• **SHORT PROBLEM**: Copy out every line from the one containing "the air conditioner" down through the end of the listing below, shifting each coordinate number up by 29.

• **GIVEN RECORDS**:
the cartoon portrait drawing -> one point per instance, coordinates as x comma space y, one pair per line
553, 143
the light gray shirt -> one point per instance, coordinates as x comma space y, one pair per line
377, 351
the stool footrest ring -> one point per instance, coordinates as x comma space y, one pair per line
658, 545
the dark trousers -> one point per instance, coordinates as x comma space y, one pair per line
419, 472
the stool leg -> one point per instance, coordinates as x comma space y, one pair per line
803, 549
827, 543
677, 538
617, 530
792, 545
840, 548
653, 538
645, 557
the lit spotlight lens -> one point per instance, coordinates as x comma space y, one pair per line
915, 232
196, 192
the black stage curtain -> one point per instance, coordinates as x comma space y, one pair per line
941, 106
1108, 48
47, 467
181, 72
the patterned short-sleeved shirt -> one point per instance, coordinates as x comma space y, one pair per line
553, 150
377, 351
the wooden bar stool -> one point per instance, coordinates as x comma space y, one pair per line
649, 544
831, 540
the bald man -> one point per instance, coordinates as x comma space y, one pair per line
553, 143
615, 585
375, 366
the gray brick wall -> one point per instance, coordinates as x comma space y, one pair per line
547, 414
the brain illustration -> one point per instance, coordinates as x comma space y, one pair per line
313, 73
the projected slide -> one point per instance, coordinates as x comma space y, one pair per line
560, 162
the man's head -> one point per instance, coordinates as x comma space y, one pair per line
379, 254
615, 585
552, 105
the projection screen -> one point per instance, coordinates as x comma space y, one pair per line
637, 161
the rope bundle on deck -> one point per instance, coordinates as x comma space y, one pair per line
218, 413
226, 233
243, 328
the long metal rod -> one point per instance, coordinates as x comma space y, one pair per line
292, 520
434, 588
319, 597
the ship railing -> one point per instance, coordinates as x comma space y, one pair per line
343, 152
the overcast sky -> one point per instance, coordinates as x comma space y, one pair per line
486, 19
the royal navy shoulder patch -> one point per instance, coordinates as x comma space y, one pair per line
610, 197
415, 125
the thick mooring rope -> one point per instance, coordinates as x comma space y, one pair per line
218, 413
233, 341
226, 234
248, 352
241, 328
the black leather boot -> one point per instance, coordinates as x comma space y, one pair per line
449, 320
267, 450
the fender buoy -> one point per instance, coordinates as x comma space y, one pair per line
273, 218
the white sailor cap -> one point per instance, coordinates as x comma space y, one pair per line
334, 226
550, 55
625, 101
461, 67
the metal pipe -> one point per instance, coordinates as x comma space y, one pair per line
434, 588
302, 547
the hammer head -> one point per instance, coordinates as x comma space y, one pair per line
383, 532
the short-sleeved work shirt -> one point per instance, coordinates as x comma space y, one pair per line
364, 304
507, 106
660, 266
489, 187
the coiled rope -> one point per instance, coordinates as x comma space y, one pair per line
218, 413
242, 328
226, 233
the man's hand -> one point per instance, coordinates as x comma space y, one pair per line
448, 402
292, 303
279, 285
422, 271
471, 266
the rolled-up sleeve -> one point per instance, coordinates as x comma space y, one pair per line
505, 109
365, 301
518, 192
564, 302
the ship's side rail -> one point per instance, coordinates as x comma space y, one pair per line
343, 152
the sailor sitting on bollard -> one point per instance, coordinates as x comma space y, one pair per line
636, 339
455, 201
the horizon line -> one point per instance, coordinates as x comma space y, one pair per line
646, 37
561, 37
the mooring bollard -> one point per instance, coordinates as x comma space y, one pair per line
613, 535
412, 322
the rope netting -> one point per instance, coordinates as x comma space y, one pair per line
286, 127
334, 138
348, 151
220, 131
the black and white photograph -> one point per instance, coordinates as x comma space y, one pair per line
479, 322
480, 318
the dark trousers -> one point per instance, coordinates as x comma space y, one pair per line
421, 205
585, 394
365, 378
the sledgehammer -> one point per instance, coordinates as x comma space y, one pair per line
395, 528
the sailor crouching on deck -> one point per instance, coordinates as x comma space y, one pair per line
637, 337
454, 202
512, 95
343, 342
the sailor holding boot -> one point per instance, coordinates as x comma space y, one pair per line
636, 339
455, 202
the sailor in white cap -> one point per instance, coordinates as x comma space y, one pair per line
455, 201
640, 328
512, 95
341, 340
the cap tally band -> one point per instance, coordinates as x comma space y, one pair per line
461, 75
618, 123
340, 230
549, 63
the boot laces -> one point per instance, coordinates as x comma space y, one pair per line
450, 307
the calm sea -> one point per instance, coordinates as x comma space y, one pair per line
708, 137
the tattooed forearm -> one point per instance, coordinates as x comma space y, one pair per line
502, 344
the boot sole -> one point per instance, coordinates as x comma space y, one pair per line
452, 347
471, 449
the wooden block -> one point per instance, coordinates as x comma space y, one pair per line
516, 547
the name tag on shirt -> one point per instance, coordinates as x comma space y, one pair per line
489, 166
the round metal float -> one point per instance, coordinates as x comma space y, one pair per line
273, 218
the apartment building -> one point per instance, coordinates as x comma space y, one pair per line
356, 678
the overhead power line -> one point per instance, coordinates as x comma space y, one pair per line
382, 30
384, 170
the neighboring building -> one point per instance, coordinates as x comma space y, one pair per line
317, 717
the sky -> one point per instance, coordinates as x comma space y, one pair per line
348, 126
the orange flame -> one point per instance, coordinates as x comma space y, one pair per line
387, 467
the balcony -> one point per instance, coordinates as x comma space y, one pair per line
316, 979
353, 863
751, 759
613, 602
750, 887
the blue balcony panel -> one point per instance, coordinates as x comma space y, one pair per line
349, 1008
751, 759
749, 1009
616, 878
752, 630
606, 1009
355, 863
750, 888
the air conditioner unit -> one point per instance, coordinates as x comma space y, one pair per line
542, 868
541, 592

• **TASK RESPONSE**:
the air conditioner unit -> one point per instance, coordinates as x comma space y, one pair per line
571, 897
570, 621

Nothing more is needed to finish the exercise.